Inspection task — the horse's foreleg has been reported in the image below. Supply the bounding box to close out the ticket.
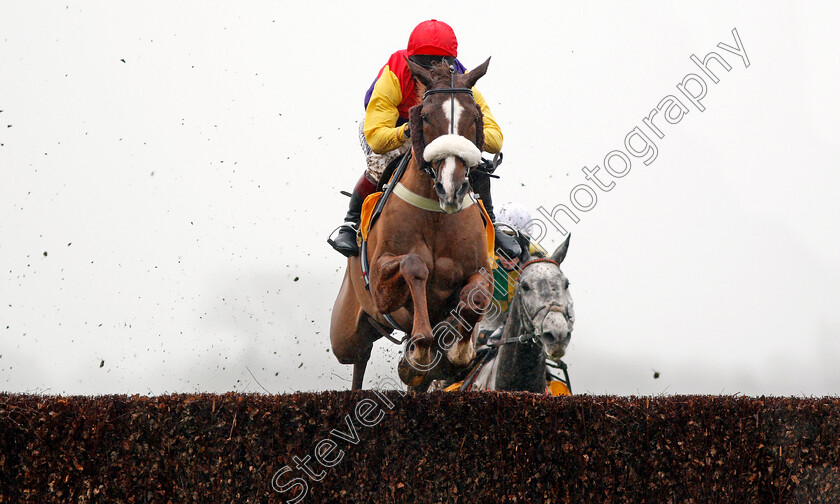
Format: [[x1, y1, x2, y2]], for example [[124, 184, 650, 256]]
[[352, 360, 368, 390], [371, 253, 435, 339], [371, 253, 437, 386], [331, 264, 376, 390], [443, 271, 493, 367], [398, 254, 444, 384], [398, 254, 434, 342]]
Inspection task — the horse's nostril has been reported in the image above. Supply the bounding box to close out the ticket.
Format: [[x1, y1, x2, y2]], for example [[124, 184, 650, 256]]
[[456, 181, 469, 198], [541, 331, 557, 342], [434, 182, 445, 197]]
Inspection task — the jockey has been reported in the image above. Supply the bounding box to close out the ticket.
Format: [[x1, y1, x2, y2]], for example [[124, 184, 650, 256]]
[[329, 19, 521, 260]]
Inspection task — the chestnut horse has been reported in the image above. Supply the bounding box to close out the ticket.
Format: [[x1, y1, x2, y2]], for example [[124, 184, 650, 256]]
[[330, 59, 495, 389]]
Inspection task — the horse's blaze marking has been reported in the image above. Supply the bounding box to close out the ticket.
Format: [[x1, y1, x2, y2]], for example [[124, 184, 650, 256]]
[[440, 97, 464, 198], [441, 96, 464, 135], [440, 98, 466, 200], [440, 157, 458, 197]]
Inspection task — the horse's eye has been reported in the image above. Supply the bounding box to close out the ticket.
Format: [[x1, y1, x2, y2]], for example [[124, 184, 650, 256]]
___
## Task to complete:
Only this range is to be output: the line that contains "Inspection task — the horse's blaze" through the last line of the records above, both inclusive.

## Task output:
Inspection task — the horse's blaze marking has been reported in the image above. Supply the bounding box to close out the ticket.
Format: [[x1, y1, x2, y2]], for example [[124, 184, 650, 256]]
[[440, 97, 464, 198], [441, 96, 464, 135], [440, 98, 466, 200], [440, 157, 458, 197]]
Inspection task — the horse's eye has been reported in the image above. Supply the bounding box to close out the ticket.
Format: [[x1, y1, x2, y2]], for example [[124, 184, 650, 256]]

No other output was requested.